• _ARTICLE_
++++++++++

Regarding the claim that the three positions fall within § 7112(b)(3)’s exclusion for employees engaged in personnel work in other than a purely clerical capacity, the RD applied the legal principles set forth in cases such as 832nd Combat Support Group, Luke Air Force Base, Arizona, 23 FLRA 768 (1986); SSA, 56 FLRA 1015, 1018 (2000) (SSA); Headquarters, Fort Sam Houston, Texas, 5 FLRA 339, 343 (1981); and United States Department of the Navy, United States Naval Station, Panama, 7 FLRA 489 (1981).  The RD determined that the Recruitment Assistants’ “work is more clerical in nature and does not require the exercise of independent judgment.”  RD’s Decision at 14.  For example, the RD found that these employees rely on Activity guidelines, rules, and regulations in performing their recruitment and placement duties, in reviewing vacancy announcements, and in verifying that applicants meet basic qualifications.  See id.  Similarly, the RD found, the Recruitment Assistants rely on rules and regulations in answering questions from both potential and actual applicants and in providing guidance to management officials on policies and procedures.  Id.

The RD also found that the Benefits Assistants “do not perform personnel work in other than a clerical capacity.”  Id. at 16.  Specifically, he determined that when advising employees about benefits, their work is mostly clerical.  Id. at 15.  Moreover, these employees do not exercise independent judgment and discretion because “[e]ligibility for benefits, changes to benefits and all other benefit-related information [are] strictly based on government-wide regulations.”  Id.  The RD determined that, regarding processing personnel actions, their duties are also clerical in nature.  Id.  According to the RD, these employees merely provide a technical review of personnel actions to make certain that the information is accurate.  Id.  Moreover, the RD found, their duties “do not require the consistent exercise of independent judgment,” id. at 16, because the employees use specific guidelines to review personnel actions and, in difficult cases, seek guidance from their supervisor.  Id. at 15.

                Finally, the RD found that the Pre-Employment Assistants’ duties are mostly clerical in nature and do not require them consistently to exercise independent judgment.  Id. at 17.  According to the RD, “[v]erification of proper credentialing, licensure, education and other qualifications are governed by [Activity] regulation and guidance.”  Id.  He noted that these employees confer with specialists if an issue arises that might affect an employee’s suitability for employment and that service chiefs verify all new-employee information entered into the VA’s credentialing system and make the decision to hire an employee.  Id.  Moreover, the RD found, regarding identification cards, the Pre-Employment Assistants simply ensure that all employees have proper identification as identified by the Activity and that, if an employee is unable to obtain an identification card, an HR specialist addresses the issue.  Id.

                Accordingly, in the decision, the RD concluded that the three positions should be included in the nonprofessional consolidated VA unit.  Id. at 19.

 

III.          Positions of the Parties

 

                The Activity contends that the RD failed to apply established law and committed clear and prejudicial errors concerning substantial factual matters.  Regarding the RD’s asserted legal errors, the Activity cites several Authority decisions.  Application at 4-5.  Regarding the RD’s asserted factual errors, the Activity claims that the testimony of the employees’ supervisors demonstrates that the RD committed clear factual errors when he found that the employees were neither confidential employees nor employees engaged in personnel work in other than a purely clerical capacity.  Id. at 9, 11, 15, 19, 21, 25, 28-29.  According to the Activity, the supervisors’ testimony demonstrates that the employees’ duties are confidential in nature and that the employees exercise discretion and independent judgment.  Id.

++++++++++

• _GIVEN MATERIAL_
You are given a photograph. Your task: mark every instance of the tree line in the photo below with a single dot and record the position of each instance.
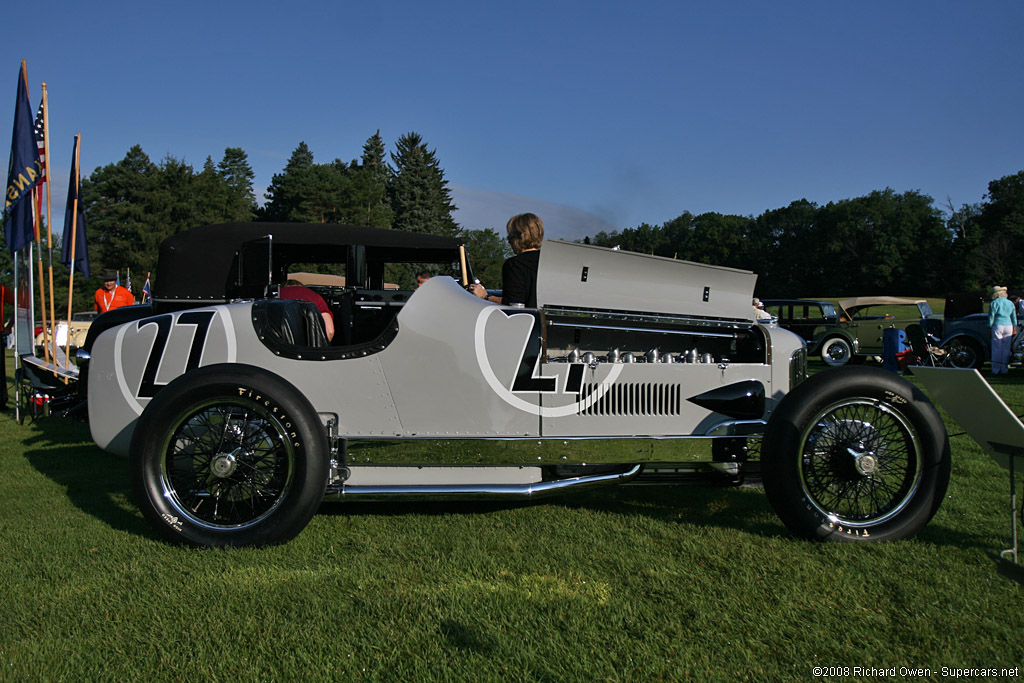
(883, 243)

++++++++++

• _JOBS_
**1)** From the FLRA decision, quote the passage from "Accordingly, in the" up to and including "unit.  Id. at 19.".
**2)** In the FLRA decision, where did the RD conclude the three positions should be included?
**3)** Translate this sentence from the FLRA decision into Spanish: "The RD determined that, regarding processing personnel actions, their duties are also clerical in nature."

• _ANSWERS TO THE TASKS_
**1)**
Accordingly, in the decision, the RD concluded that the three positions should be included in the nonprofessional consolidated VA unit.  Id. at 19.

**2)** In the nonprofessional consolidated VA unit.

**3)** El RD determinó que, en lo que respecta a la tramitación de acciones de personal, sus funciones también son de carácter administrativo.